▶ **Extract provided**:
——
Eve of Destruction, Instant Death, The Executioner, Blood Sweat & Tires, Brutus, Cold Sweat, The Creeper.

The names of Vietnam gun trucks read like a heavy metal setlist. With exteriors slathered in black and enough firepower to level a cattle stampede, U.S. gun trucks ruled the roads of Vietnam by late 1967. However, these beasts weren’t thoughtfully engineered affairs that arrived alongside U.S. troops in 1961; they were haphazardly developed in the Vietnam jungles by U.S. soldiers desperate to protect their supply lines.

armed viet cong fighters in boats
Wiki Commons

The North Vietnamese Army (NVA) and Viet Cong (V-C) were a stubborn, frustrating enemy. Wherever American forces slogged, the Viet Cong seemed to swim. Their guerilla tactics and intimate knowledge of their surroundings made the native forces slipperier than a bar of soap, and many U.S. soldiers fell victim to their infamous ambush attacks. Ultimately, over 58,000 Americans were killed in action.

destroyed truck
The Vietnam Center and Sam Johnson Vietnam Archive at Texas Tech University

American trucking convoys found themselves motoring into the crosshairs of such traps. Lightly defended and initially undermanned, these supply chains were the life lines of the American war effort—and easy targets to boot. NVA predators sought to block ammunitions and gear from reaching troops and, most importantly, to prevent jet fuel from reaching airfields. Their grand epiphany: It was much easier to neutralize America’s advantage in the sky by keeping the planes grounded in the first place.

After suffering catastrophic loss of supplies, G.I.s put their heads together to determine how to defend their white-knuckled, truck-driving brethren, and so began the evolution of the Vietnam gun truck.
——
[Point localization data]
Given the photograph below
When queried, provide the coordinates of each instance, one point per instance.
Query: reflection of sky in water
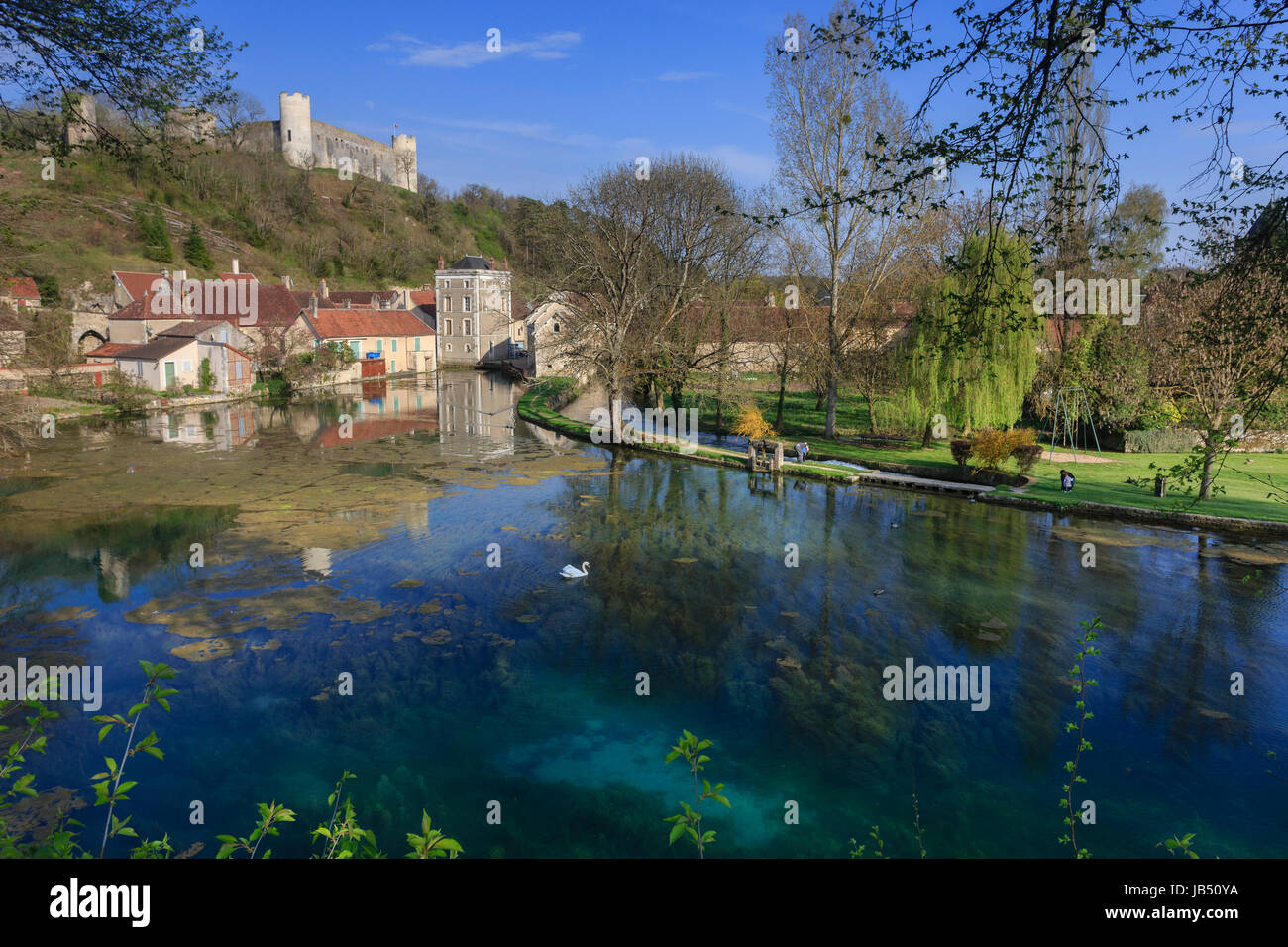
(476, 684)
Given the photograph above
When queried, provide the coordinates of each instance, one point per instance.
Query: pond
(352, 534)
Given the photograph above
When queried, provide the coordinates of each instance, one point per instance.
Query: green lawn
(1102, 482)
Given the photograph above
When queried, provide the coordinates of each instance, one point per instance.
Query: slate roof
(110, 350)
(469, 262)
(136, 283)
(158, 348)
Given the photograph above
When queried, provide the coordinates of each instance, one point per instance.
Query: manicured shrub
(991, 447)
(751, 424)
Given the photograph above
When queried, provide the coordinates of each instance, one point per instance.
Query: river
(408, 538)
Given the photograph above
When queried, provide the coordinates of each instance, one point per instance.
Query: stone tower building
(295, 129)
(81, 120)
(309, 144)
(473, 307)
——
In the passage on Vietnam gun trucks, reproduce the text word for word from "American trucking convoys" to "Vietnam gun truck.".

▶ **Result**:
American trucking convoys found themselves motoring into the crosshairs of such traps. Lightly defended and initially undermanned, these supply chains were the life lines of the American war effort—and easy targets to boot. NVA predators sought to block ammunitions and gear from reaching troops and, most importantly, to prevent jet fuel from reaching airfields. Their grand epiphany: It was much easier to neutralize America’s advantage in the sky by keeping the planes grounded in the first place.

After suffering catastrophic loss of supplies, G.I.s put their heads together to determine how to defend their white-knuckled, truck-driving brethren, and so began the evolution of the Vietnam gun truck.